### TASK BRIEF:
Reproduce every one of the following lines verbatim, keeping their order and leaving nothing out.

Begin RECORD LIST

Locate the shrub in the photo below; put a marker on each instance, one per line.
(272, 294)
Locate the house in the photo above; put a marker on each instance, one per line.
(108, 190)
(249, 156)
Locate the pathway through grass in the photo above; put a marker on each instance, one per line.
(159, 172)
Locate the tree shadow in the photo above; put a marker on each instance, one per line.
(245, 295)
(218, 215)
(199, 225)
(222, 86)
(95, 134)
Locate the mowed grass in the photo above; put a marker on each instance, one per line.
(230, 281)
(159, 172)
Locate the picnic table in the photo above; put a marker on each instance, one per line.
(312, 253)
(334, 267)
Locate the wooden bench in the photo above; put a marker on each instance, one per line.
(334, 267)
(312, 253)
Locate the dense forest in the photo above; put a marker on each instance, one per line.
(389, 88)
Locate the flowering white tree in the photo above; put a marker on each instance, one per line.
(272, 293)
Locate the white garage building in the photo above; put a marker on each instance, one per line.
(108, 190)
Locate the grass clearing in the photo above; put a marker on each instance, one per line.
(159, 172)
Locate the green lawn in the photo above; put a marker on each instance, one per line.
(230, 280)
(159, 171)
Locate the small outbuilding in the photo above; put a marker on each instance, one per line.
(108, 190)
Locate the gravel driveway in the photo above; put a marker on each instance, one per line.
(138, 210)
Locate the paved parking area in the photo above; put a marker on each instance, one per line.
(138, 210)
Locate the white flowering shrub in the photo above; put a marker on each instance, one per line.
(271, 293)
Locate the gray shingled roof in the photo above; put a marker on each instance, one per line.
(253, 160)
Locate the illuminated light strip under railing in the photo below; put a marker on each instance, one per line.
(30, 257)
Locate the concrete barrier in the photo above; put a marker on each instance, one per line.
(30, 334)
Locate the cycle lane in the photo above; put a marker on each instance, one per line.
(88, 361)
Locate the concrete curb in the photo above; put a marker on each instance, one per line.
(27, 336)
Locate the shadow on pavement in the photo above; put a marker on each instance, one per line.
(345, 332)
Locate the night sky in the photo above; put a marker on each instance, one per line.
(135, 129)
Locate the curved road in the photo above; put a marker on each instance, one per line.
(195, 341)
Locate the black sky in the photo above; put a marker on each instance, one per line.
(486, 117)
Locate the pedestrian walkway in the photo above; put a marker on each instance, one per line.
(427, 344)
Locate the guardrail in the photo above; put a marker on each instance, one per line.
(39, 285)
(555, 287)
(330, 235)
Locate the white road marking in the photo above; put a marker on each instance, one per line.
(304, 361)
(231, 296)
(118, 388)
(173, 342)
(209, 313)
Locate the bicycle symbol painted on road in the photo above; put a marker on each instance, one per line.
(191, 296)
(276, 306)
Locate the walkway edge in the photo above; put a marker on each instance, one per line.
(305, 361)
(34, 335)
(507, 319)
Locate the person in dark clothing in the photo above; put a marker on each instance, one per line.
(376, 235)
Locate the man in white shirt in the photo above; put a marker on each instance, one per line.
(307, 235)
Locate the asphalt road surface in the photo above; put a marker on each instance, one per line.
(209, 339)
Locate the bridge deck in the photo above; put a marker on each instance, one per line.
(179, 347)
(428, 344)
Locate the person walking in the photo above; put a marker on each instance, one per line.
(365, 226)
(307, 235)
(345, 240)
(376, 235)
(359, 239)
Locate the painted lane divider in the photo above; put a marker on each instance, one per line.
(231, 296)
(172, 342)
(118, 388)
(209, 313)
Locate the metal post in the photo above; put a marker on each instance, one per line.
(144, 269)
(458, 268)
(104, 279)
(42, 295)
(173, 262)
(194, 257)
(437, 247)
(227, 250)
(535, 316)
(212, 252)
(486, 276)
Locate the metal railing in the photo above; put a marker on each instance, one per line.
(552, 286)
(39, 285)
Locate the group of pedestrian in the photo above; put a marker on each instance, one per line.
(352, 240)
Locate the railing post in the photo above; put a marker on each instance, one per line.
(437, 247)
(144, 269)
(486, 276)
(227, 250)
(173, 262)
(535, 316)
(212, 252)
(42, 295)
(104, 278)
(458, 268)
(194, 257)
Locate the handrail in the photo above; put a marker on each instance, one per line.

End RECORD LIST

### RESULT FOR THIS EXERCISE:
Locate the shrub in the photo below; put a marker on each instance, one per line.
(272, 294)
Locate the house in the photo above; put a marker on each instance, one per line.
(108, 190)
(249, 156)
Locate the pathway through grass in the photo above; put a marker on each instance, one per line.
(159, 172)
Locate the tree shadow in the photo above; put a marker on each instance, one per line.
(245, 295)
(218, 215)
(199, 225)
(222, 86)
(95, 134)
Locate the mowed grass in the photo above; put a marker on each instance, one per line.
(230, 281)
(159, 172)
Locate the picnic table in the photo above; put a marker on each instance, one per line.
(312, 253)
(334, 267)
Locate the wooden bench in the photo above; put a marker on each instance, one per line.
(334, 267)
(312, 253)
Locate the dense forest in the photo above; put a marker on each instance, one per line.
(389, 88)
Locate the flowering white tree in the photo above; put a marker on each instance, one per line.
(272, 293)
Locate the white garage building in the photo above; put a marker on each instance, one per line.
(108, 190)
Locate the grass clearing in the photo above; put a marker on each instance, one per line.
(159, 172)
Locate the green lawn in the photo above; put a marker on each instance, one per line.
(230, 280)
(159, 171)
Locate the small outbuilding in the photo above; put a marker on each instance, one per line.
(108, 190)
Locate the gravel driveway in the photo above; put a marker on each instance, one per line.
(138, 210)
Locate the paved parking area in the photo above; put a marker on each instance, one per line.
(138, 210)
Locate the white flowering shrub in the photo above; put a marker on each instance, one per line.
(271, 293)
Locate the gray shingled roof in the photo above; put a marker on each instance, one per line.
(253, 160)
Locate the illuminated light strip under railing in the photo below; put a marker on each instance, one per line.
(30, 257)
Locate the concrete barrier in the photo above; put a marker on each instance, one per line.
(30, 334)
Locate the cycle lane in the photo above; put a marker on each instance, one per line.
(88, 361)
Locate the concrete curb in the photo above; put a marker on each instance, one per line.
(27, 336)
Locate the shadow on pavement in the photo above; put a marker on each instance, one per line.
(345, 332)
Locate the night sky in the photo above; put a marker on each instance, one per line.
(135, 129)
Locate the curved road in the photo above; put a marker on each instance, one per line.
(195, 341)
Locate the black sky in the photo above; put a marker on each instance, one per line.
(486, 117)
Locate the pedestrian walkway in the photo above; put a marker on each instance, one per line.
(427, 344)
Locate the guardrail in the photo above; put a marker on each instance, one per line.
(39, 285)
(555, 287)
(330, 235)
Locate the white road marking in the photo above; put a marker on each instance, one per line.
(304, 361)
(231, 296)
(118, 388)
(173, 342)
(209, 313)
Locate the bicycle symbol painted on road in the photo above; put a marker on each instance, one per line.
(191, 296)
(276, 306)
Locate the walkway edge in the photo above; put a marker on each instance, one per line.
(305, 361)
(34, 335)
(507, 319)
Locate the person in dark clothing in the photo above; put a marker on each instance, one per line.
(376, 235)
Locate the man in white shirt in the photo above; put a marker on each instance, one per line.
(307, 235)
Locate the asphalt road surface in the photo above; put a marker on each instance, one per line.
(209, 339)
Locate the bridge deck in the photo above; put a marker on each instance, one per line.
(179, 347)
(428, 344)
Locate the person walking in the photo above; put a marker on each instance, one per line.
(365, 226)
(307, 235)
(345, 240)
(376, 235)
(359, 239)
Locate the painted lane divider in the photo above; put a marker on each instance, one per line.
(231, 296)
(172, 342)
(118, 388)
(209, 313)
Locate the metal post in the photo above; put a marker on each instance, one per line.
(144, 269)
(458, 268)
(104, 279)
(42, 295)
(173, 262)
(194, 257)
(437, 247)
(227, 250)
(535, 316)
(212, 252)
(486, 276)
Locate the metal railing in the photo above; put a marker on each instance, one per line.
(552, 286)
(39, 285)
Locate the group of pedestrian in the photo above; put a marker on each instance, one per line.
(352, 240)
Locate the railing post in the photo above; put a marker on each instance, one per line.
(437, 247)
(144, 269)
(486, 276)
(227, 250)
(173, 262)
(535, 316)
(212, 252)
(42, 295)
(104, 278)
(458, 268)
(194, 257)
Locate the handrail in the photo above; put a marker on each instance, one per line.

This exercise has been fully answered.